Problem statement:
Put the lines of the entries into a Markdown table with columns Row and Text, numbering each row and leaving out blank lines. Start at the line that has "Mark the innermost point of each instance of the cloudy" and stop at the end of the entries.

Dataset excerpt:
⁂
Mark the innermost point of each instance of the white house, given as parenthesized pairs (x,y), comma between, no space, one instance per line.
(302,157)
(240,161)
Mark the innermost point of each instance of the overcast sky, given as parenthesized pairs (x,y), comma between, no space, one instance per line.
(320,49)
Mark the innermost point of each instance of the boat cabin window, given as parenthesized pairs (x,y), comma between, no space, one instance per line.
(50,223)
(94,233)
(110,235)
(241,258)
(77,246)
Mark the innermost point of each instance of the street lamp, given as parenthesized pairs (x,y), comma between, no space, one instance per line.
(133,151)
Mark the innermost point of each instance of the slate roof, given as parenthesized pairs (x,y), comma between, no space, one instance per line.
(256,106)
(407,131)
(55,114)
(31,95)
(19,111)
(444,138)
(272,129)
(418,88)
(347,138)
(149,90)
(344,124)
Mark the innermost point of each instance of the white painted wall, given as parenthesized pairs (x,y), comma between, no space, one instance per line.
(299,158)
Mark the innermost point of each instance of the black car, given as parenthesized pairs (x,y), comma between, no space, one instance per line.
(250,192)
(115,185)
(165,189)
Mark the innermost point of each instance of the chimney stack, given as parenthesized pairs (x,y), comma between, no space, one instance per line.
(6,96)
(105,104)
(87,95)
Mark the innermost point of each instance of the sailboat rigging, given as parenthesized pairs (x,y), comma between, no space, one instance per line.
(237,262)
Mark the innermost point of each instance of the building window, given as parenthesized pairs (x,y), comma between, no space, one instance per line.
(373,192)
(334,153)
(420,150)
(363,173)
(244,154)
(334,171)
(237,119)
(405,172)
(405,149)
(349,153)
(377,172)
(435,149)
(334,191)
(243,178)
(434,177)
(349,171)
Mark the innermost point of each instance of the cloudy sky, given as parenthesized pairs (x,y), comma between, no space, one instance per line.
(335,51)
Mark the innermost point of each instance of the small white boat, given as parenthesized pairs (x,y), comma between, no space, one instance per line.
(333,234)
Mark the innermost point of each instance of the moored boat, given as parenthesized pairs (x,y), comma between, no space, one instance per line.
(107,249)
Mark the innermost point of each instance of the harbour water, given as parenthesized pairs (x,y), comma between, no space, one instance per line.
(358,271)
⁂
Answer to this exercise:
| Row | Text |
|---|---|
| 1 | Mark the innermost point of each instance of the cloudy sky, given as parenthesized pairs (x,y), comma between, no space, one instance per line. |
| 2 | (335,51) |
| 3 | Mark the innermost point of each instance of the small white boat, given as parenthesized pairs (x,y), comma between, no space, one instance per line. |
| 4 | (333,234) |
| 5 | Mark the innermost point of each instance of the moored boat, given as parenthesized pairs (x,y), comma between, no space, one instance per line. |
| 6 | (107,249) |
| 7 | Mark the innermost point of each instance of the harbour water, given as parenthesized pairs (x,y), comma between, no space, one instance per line. |
| 8 | (358,271) |